Tercera tentación: El Poder
Satanás lleva a Jesús a una cima y le muestra todos los reinos del mundo —no tanto como un guía turístico, sino como un agente inmobiliario— y le ofrece el lote completo. Serías el rey, le dice. Te obedecerán. Tendrás orden, lealtad, unidad. Cristo, fiel a su misión espiritual, se niega. No acepta el trono. No empuña la espada. No impone su reino. Y ahí, según el Gran Inquisidor, está la tragedia.
El ser humano necesita dirección. Necesita una jerarquía reconocible, una estructura que lo salve del caos de su propia libertad. Pero Cristo les dio “la confusión del pensamiento libre” cuando podría haberles dado un reino terrenal con reglas claras y obediencia absoluta.
Según el Inquisidor, la Iglesia —viendo el error— tomó el poder de todos los reinos en nombre de Cristo. No por ambición, sino por necesidad. Y así, la Iglesia se convirtió en el nuevo arquitecto del orden. Usurpó lo que Cristo no quiso construir, y lo hizo para proteger al hombre de su propia debilidad. La renuncia al libre albedrío no fue una opresión. Fue un acto de misericordia.

• DATOS MOSTRADOS:
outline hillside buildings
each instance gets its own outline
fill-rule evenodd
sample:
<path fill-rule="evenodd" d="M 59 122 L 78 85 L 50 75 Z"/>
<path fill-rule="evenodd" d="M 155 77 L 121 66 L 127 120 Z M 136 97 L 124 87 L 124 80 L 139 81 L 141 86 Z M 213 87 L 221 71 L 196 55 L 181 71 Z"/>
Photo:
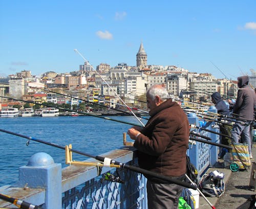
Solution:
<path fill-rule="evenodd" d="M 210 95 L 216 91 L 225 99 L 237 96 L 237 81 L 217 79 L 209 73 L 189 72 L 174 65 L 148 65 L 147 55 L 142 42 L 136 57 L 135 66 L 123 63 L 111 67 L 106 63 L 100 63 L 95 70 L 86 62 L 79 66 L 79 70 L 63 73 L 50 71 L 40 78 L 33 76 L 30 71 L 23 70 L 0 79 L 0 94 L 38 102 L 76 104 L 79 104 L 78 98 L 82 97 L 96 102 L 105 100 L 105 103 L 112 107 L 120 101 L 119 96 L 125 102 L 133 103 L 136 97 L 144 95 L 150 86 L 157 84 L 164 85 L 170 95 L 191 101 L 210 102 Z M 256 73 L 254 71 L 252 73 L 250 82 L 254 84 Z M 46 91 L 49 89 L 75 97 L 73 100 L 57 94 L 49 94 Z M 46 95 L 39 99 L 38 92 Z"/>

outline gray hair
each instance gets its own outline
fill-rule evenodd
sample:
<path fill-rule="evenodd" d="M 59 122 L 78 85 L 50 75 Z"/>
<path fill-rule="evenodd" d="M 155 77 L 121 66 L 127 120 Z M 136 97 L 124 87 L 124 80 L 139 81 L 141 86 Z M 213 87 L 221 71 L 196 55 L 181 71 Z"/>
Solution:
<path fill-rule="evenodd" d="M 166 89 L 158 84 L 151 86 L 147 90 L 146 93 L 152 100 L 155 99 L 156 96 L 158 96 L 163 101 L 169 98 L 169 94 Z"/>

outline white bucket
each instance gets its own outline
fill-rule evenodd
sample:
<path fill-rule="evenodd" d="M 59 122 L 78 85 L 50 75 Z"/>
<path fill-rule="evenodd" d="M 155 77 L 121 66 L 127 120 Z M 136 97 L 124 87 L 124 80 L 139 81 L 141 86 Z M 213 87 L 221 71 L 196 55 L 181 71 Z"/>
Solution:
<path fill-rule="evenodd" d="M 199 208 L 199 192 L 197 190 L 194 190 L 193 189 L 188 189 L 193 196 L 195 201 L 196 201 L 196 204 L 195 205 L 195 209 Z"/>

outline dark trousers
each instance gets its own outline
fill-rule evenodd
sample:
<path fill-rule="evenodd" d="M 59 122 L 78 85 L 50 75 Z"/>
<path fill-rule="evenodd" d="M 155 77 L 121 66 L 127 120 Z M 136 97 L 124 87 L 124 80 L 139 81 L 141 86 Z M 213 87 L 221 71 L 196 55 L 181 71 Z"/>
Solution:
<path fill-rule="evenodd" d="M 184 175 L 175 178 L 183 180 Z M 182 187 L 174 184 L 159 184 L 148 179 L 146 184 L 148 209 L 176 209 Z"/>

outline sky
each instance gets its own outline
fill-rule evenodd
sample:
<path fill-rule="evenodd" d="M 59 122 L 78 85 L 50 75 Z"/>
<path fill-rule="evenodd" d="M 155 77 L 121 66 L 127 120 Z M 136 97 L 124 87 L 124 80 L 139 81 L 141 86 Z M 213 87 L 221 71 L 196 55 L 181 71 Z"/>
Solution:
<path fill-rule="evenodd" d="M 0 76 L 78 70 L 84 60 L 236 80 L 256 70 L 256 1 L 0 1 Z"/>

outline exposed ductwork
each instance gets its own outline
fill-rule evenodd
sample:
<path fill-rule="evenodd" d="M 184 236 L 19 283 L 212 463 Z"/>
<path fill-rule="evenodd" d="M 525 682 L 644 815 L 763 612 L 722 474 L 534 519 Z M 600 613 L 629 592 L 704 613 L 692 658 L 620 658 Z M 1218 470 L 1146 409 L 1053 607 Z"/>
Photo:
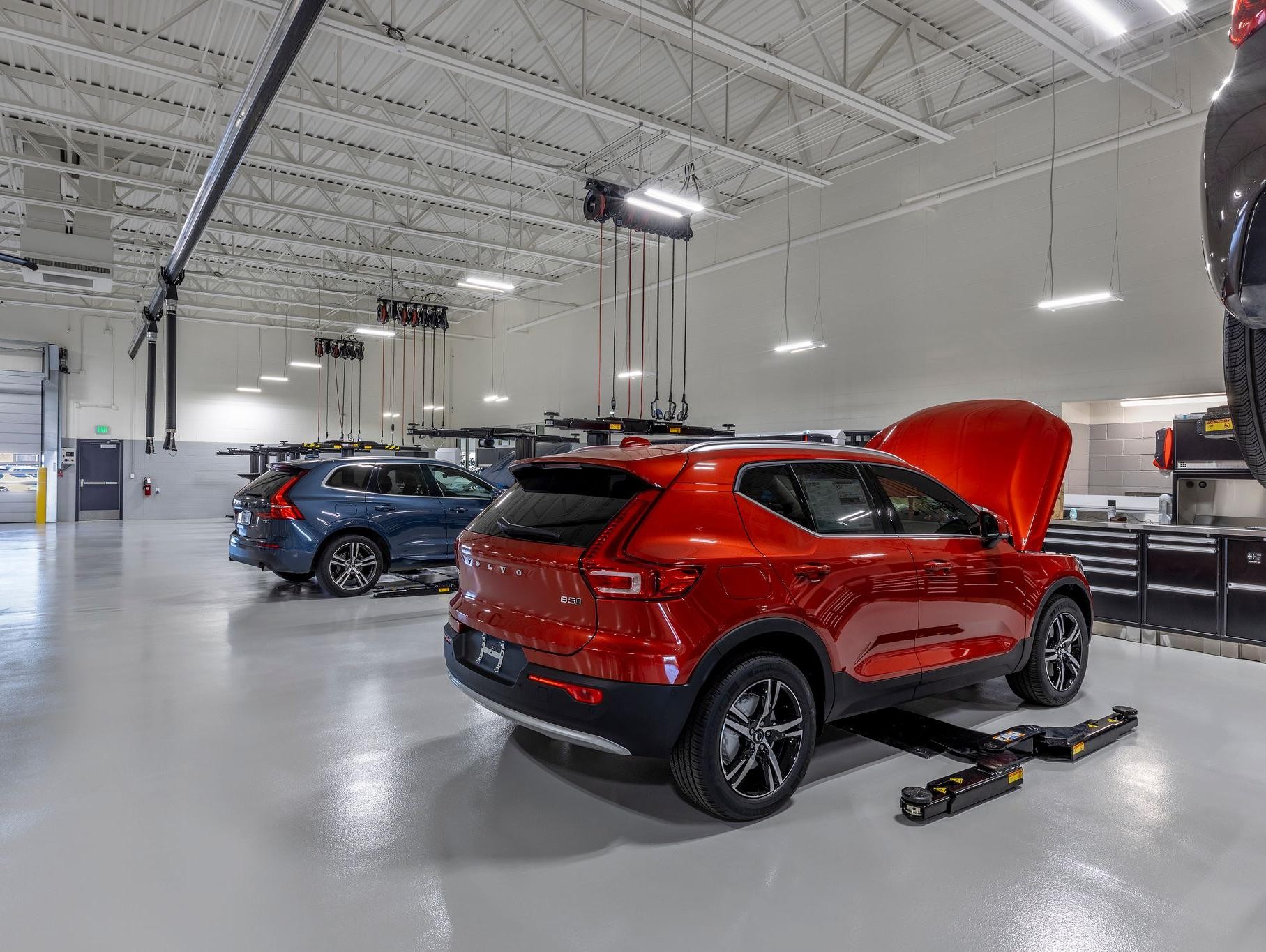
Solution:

• CONSIGNA 1:
Resume en una versión más breve el párrafo del fragmento sobre la tercera tentación que comienza con "Según el Inquisidor, la Iglesia", conservando sus ideas principales.
• CONSIGNA 2:
Prosigue el fragmento sobre la tercera tentación a partir de su última oración.

• RESPUESTA CORRECTA 1:
Para el Inquisidor, la Iglesia vio el error de Cristo y tomó, en su nombre, el poder de todos los reinos. No lo hizo por ambición, sino por necesidad. Así se convirtió en arquitecta del orden y usurpó lo que Cristo no quiso construir, con el fin de proteger al hombre de su debilidad. Quitarle el libre albedrío no fue opresión, sino misericordia.

• RESPUESTA CORRECTA 2:
La Iglesia, dice el Inquisidor, no se podía quedar con los brazos cruzados ante el error de su fundador. Desde que se apoderó del Imperio Romano, ha estado corrigiendo en secreto la ingenuidad divina. Cristo ofreció libertad. Satanás ofreció herramientas. El hambre no se calma con sermones, ni la fe florece en medio del caos.
Y con una calma gélida, casi misericordiosa, el Inquisidor revela la herejía institucionalizada: “Hace siglos que te abandonamos.” Nosotros —dice— somos quienes alimentan a los pobres, quienes ofrecen estructura, estabilidad, obediencia. Nosotros somos los que mantuvimos el reino en pie cuando tú te negaste a tomar el poder. Tú sembraste la libertad, nosotros la arrancamos de raíz para proteger a los que no saben qué hacer con ella.
“Ese es el gran secreto… estamos con él —con Satanás— no contigo.”
Afirma el Inquisidor, que “millones de criaturas han sido creadas en burla” ya condenadas al infierno antes de poder balbucear un Padrenuestro. ¿Y quién es el responsable de semejante arquitectura cruel? “Tú, Cristo.”
Para concluir, el libre albedrío fue tu regalo, pero también tu castigo. Nosotros —dice el Inquisidor— nos quedamos con el castigo. Y tuvimos que transformarlo en doctrina.
Termina su monólogo. Exhausto. Espera una palabra. Una defensa. Un reproche. Cualquier cosa. Nosotros como lectores también estamos a la espera de la primera frase de Cristo, después de mil quinientos años de silencio. Pero no llega. No hay palabra. Solo un gesto. Cristo se levanta, se acerca al anciano inquisidor… y lo besa en los labios. Sin juicio. Sin condena. Un acto sin argumento. Una respuesta sin explicación.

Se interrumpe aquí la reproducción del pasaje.